----- EXCERPT -----

On 16.3.2009 04:42, Lin Ming wrote:
>> sometimes, when booting up/resuming from disk, I get an oops[1].
>>
>> obj_desc->common_field.access_bit_width is zero, but even after the
>> loop. Division before the loop is apparently OK.
>
> Would please try below debug patch to see which region filed is
> accessed?

Yes, except the fact, we wouldn't see anything :) -- I'll add inside the
if a return statement or something to disallow the oops to flood screen.

Also, it doesn't happen regularly. Mostly several first tries after cold
start. I hope this is a regression and not a HW problem, but it emerged
after switching to 2.6.29-*, I will keep you informed.

Thanks.

2009-03-18 08:09:15

by Jiri Slaby

[permalink] [raw]
Subject: Re: 2.6.29 acpi regression: acpi_ex_extract_from_field -- div by zero

On 16.3.2009 17:31, Jiri Slaby wrote:
> On 16.3.2009 04:42, Lin Ming wrote:
>>> sometimes, when booting up/resuming from disk, I get an oops[1].
>>>
>>> obj_desc->common_field.access_bit_width is zero, but even after the
>>> loop. Division before the loop is apparently OK.
>>
>> Would please try below debug patch to see which region filed is
>> accessed?
>
> Yes, except the fact, we wouldn't see anything :) -- I'll add inside the
> if a return statement or something to disallow the oops to flood screen.
>
> Also, it doesn't happen regularly. Mostly several first tries after cold
> start. I hope this is a regression and not a HW problem, but it emerged
> after switching to 2.6.29-*, I will keep you informed.

Hmm, I didn't see it with rc8 and this patch applied so far (no 'ACPI
Debug' in dmesg). Also I don't see anything changed within drivers/acpi/
et al. between rc7 and rc8. Maybe the timing changed somewhere else...
I'm confused, but keep trying.

2009-03-19 16:06:57

by Jiri Slaby

[permalink] [raw]
Subject: Re: 2.6.29 acpi regression: acpi_ex_extract_from_field -- div by zero

On 18.3.2009 09:08, Jiri Slaby wrote:
> On 16.3.2009 17:31, Jiri Slaby wrote:
>> On 16.3.2009 04:42, Lin Ming wrote:
>>>> sometimes, when booting up/resuming from disk, I get an oops[1].

-----

WRITTEN TASKS:
a – In the mailing list excerpt, which release candidate was Jiri Slaby running with the patch applied when he did not see the oops?
b – Quote the lines of the records word for word, starting at the line that contains "--target=man's nose --return=outline" and stopping after the line that contains "[[[73,115],[73,109],[69,108],[69,115]]]".
The records have nothing to do with the mailing list excerpt.

----- DATASET EXCERPTS -----

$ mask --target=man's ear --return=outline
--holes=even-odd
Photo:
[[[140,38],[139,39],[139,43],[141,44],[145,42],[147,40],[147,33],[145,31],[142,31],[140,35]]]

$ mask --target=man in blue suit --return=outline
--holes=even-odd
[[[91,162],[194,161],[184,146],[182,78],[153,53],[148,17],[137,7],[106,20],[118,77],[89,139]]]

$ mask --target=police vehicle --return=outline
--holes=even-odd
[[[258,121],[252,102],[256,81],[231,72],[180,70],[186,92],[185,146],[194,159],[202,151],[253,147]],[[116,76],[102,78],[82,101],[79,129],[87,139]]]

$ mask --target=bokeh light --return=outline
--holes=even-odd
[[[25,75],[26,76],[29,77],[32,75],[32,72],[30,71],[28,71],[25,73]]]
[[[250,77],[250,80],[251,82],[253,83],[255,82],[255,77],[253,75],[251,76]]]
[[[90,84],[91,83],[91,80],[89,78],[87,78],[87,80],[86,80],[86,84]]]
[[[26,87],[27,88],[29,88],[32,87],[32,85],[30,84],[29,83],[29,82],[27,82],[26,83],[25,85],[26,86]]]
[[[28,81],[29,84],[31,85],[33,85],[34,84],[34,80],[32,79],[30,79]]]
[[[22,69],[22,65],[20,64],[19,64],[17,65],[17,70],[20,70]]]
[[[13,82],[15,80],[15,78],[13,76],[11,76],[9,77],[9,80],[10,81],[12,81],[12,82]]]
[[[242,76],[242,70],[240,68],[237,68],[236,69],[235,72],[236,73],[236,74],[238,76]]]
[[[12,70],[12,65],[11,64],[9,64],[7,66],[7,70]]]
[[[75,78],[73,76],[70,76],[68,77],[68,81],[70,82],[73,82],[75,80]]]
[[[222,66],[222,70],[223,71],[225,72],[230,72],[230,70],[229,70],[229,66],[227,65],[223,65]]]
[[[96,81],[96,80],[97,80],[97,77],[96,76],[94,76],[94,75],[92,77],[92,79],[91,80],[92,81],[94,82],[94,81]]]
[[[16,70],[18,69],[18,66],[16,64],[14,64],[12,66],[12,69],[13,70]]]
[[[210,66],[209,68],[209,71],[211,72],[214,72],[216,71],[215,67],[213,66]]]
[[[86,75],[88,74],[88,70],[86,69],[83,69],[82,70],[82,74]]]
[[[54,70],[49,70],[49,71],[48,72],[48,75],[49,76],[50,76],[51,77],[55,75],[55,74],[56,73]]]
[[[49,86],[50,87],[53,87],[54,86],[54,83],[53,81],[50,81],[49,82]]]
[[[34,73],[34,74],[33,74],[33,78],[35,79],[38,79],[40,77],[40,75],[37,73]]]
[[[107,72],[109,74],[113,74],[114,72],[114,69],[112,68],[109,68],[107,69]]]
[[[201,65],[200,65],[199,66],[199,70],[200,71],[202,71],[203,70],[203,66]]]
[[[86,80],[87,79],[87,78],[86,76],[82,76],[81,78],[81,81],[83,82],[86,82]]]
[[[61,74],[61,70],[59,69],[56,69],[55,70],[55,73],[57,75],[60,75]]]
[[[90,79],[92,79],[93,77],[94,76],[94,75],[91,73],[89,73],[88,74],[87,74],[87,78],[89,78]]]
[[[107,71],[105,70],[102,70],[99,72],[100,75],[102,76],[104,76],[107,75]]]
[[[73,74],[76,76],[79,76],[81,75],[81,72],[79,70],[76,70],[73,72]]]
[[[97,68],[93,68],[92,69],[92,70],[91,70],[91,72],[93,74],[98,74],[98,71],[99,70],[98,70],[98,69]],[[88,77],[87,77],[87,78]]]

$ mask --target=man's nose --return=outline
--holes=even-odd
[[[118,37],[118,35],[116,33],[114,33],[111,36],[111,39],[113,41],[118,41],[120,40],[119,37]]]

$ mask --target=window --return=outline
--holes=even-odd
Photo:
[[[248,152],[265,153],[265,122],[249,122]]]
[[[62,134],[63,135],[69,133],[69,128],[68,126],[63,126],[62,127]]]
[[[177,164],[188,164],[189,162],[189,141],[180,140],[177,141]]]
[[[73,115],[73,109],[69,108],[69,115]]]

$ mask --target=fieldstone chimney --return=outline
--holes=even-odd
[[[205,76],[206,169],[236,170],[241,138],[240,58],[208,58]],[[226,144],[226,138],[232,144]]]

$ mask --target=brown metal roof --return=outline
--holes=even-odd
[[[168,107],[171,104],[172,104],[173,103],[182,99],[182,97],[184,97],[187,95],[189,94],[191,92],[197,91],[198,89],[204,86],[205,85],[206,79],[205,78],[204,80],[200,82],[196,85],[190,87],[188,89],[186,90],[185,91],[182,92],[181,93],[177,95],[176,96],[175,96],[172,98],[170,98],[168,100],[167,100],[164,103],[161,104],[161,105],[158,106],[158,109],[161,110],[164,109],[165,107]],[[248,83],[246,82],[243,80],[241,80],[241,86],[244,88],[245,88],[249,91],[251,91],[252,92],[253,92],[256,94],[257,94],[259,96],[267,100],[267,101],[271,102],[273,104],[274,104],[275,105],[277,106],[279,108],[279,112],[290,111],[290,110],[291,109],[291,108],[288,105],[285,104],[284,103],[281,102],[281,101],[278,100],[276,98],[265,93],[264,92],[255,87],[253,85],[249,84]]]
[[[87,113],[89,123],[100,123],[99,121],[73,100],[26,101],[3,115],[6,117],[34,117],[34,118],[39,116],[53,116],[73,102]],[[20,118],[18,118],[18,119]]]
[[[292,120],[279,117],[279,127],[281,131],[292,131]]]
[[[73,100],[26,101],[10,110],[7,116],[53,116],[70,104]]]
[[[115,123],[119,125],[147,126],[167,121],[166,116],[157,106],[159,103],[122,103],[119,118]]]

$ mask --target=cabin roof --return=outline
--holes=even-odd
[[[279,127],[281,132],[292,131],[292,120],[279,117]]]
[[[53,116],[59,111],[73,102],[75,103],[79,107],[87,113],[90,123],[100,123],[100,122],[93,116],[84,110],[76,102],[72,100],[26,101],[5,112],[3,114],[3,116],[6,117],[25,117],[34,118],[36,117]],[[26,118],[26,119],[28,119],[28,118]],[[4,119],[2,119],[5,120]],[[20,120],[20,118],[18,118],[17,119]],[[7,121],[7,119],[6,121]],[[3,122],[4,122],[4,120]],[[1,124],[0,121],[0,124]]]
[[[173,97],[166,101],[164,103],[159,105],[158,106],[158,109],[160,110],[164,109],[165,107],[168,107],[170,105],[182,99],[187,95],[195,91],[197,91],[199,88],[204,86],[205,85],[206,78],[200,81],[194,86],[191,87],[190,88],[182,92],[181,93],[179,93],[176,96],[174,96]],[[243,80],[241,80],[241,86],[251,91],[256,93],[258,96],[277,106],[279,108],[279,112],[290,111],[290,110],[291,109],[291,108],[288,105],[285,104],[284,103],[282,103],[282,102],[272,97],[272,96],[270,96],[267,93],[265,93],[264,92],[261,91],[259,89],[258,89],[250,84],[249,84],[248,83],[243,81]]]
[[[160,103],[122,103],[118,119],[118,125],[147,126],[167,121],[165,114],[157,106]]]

-----

CORRECT ANSWERS:
a – rc8

b –
$ mask --target=man's nose --return=outline
--holes=even-odd
[[[118,37],[118,35],[116,33],[114,33],[111,36],[111,39],[113,41],[118,41],[120,40],[119,37]]]

$ mask --target=window --return=outline
--holes=even-odd
Photo:
[[[248,152],[265,153],[265,122],[249,122]]]
[[[62,134],[63,135],[69,133],[69,128],[68,126],[63,126],[62,127]]]
[[[177,164],[188,164],[189,162],[189,141],[180,140],[177,141]]]
[[[73,115],[73,109],[69,108],[69,115]]]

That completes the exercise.